Given data »

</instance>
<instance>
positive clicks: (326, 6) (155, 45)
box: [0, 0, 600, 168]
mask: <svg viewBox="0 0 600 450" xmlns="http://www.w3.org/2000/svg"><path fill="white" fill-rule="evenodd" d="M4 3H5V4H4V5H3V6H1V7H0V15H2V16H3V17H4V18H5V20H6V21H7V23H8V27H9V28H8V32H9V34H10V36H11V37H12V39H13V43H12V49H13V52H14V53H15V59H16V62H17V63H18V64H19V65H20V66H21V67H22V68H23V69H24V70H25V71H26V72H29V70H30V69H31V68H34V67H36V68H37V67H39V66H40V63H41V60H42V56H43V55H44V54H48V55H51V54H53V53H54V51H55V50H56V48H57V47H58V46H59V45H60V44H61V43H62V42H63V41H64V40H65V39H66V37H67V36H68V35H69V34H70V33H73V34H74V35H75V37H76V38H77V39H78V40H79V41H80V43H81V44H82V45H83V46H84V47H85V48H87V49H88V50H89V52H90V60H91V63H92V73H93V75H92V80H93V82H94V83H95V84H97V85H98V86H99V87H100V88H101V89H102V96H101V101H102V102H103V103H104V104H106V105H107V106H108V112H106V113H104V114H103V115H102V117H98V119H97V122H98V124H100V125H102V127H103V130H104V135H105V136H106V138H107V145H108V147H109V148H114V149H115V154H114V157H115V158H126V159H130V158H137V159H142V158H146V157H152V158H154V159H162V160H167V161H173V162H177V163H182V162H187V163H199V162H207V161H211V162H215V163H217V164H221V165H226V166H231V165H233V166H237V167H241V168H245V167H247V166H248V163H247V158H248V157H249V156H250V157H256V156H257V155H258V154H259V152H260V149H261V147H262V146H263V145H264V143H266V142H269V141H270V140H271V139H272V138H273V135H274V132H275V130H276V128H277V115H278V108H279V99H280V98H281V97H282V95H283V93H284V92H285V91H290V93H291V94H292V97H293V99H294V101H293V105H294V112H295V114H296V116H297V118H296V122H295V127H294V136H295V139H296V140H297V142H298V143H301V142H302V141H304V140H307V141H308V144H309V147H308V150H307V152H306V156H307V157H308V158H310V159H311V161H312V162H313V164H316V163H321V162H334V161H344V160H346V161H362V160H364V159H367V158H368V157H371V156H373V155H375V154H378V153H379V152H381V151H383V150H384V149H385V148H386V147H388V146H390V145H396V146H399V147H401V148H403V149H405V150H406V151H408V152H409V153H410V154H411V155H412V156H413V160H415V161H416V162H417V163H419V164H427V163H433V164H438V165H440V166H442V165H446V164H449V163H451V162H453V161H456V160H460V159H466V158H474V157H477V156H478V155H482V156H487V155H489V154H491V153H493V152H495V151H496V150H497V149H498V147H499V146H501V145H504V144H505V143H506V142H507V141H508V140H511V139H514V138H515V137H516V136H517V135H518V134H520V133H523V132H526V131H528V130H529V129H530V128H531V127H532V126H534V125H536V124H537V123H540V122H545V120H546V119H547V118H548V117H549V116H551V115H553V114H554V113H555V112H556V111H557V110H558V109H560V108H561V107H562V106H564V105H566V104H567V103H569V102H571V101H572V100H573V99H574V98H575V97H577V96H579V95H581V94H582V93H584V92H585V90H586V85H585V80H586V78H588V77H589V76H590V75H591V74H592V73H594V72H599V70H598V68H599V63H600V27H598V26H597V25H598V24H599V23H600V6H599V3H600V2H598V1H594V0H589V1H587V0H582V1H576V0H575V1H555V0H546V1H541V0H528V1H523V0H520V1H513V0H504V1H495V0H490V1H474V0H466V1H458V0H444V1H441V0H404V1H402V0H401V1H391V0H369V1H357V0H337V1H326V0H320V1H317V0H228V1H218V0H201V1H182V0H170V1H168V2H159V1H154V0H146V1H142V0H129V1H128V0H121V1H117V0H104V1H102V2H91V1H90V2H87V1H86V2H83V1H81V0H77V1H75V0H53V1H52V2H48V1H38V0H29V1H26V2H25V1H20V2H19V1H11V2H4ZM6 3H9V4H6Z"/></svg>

Work order » Every line above should be transcribed exactly.

Solution below »
</instance>
<instance>
positive clicks: (326, 6) (155, 45)
box: [0, 0, 600, 168]
mask: <svg viewBox="0 0 600 450" xmlns="http://www.w3.org/2000/svg"><path fill="white" fill-rule="evenodd" d="M4 3H5V4H4V5H3V6H1V7H0V15H2V16H3V17H4V18H5V20H6V21H7V23H8V27H9V28H8V32H9V34H10V36H11V37H12V39H13V43H12V49H13V52H14V53H15V59H16V62H17V63H18V64H19V65H20V66H21V67H22V68H23V69H24V70H25V71H26V72H29V70H30V69H31V68H34V67H36V68H37V67H39V66H40V63H41V60H42V56H43V55H44V54H48V55H51V54H53V53H54V51H55V50H56V48H57V47H58V46H59V45H60V44H61V43H62V42H63V41H64V40H65V39H66V37H67V36H68V35H69V34H70V33H73V34H74V35H75V37H76V38H77V39H78V40H79V41H80V43H81V44H82V45H83V46H84V47H85V48H87V49H88V50H89V52H90V60H91V63H92V73H93V75H92V80H93V82H94V83H95V84H97V85H98V86H99V87H100V88H101V89H102V96H101V101H102V102H103V103H104V104H106V105H107V106H108V112H106V113H104V114H103V115H102V117H98V119H97V122H98V124H100V125H102V127H103V130H104V135H105V136H106V138H107V145H108V147H109V148H114V149H115V154H114V157H115V158H126V159H130V158H137V159H142V158H146V157H152V158H154V159H162V160H167V161H173V162H177V163H182V162H187V163H199V162H207V161H211V162H215V163H217V164H221V165H226V166H231V165H233V166H237V167H241V168H245V167H247V166H248V163H247V158H248V157H249V156H250V157H256V156H257V155H258V154H259V152H260V149H261V147H262V146H263V145H264V143H266V142H269V141H270V140H271V139H272V138H273V135H274V132H275V130H276V128H277V115H278V108H279V99H280V98H281V97H282V95H283V93H284V92H285V91H290V93H291V94H292V97H293V99H294V101H293V105H294V112H295V114H296V116H297V118H296V122H295V127H294V136H295V139H296V140H297V142H298V143H301V142H302V141H304V140H307V141H308V144H309V147H308V150H307V152H306V156H307V157H308V158H310V159H311V161H312V162H313V164H316V163H321V162H334V161H344V160H346V161H362V160H364V159H367V158H368V157H371V156H373V155H375V154H378V153H379V152H381V151H383V150H384V149H385V148H386V147H388V146H390V145H396V146H399V147H401V148H403V149H405V150H406V151H408V152H409V153H410V154H411V155H412V156H413V160H415V161H416V162H417V163H419V164H427V163H433V164H438V165H440V166H442V165H446V164H449V163H451V162H453V161H456V160H460V159H466V158H474V157H477V156H478V155H482V156H487V155H489V154H491V153H493V152H495V151H496V150H497V149H498V147H499V146H501V145H504V144H505V143H506V142H507V141H508V140H511V139H514V138H515V137H516V136H517V135H518V134H520V133H523V132H526V131H528V130H529V129H530V128H531V127H532V126H534V125H536V124H537V123H540V122H545V120H546V119H547V118H548V117H549V116H551V115H553V114H554V113H555V112H556V111H557V110H558V109H560V108H561V107H562V106H564V105H566V104H567V103H569V102H571V101H572V100H573V99H574V98H575V97H577V96H579V95H581V94H582V93H584V92H585V90H586V85H585V80H586V78H588V77H589V76H590V75H591V74H592V73H594V72H599V70H598V68H599V63H600V27H598V26H597V25H598V24H599V23H600V6H599V3H600V2H598V1H594V0H589V1H587V0H582V1H576V0H575V1H555V0H546V1H541V0H528V1H523V0H520V1H513V0H504V1H495V0H490V1H474V0H466V1H458V0H444V1H441V0H404V1H402V0H401V1H391V0H369V1H357V0H337V1H326V0H320V1H317V0H228V1H218V0H201V1H182V0H170V1H168V2H159V1H154V0H146V1H142V0H129V1H128V0H121V1H117V0H104V1H102V2H91V1H90V2H87V1H86V2H83V1H81V0H77V1H75V0H53V1H52V2H48V1H38V0H29V1H26V2H25V1H20V2H19V1H11V2H4ZM6 3H9V4H6Z"/></svg>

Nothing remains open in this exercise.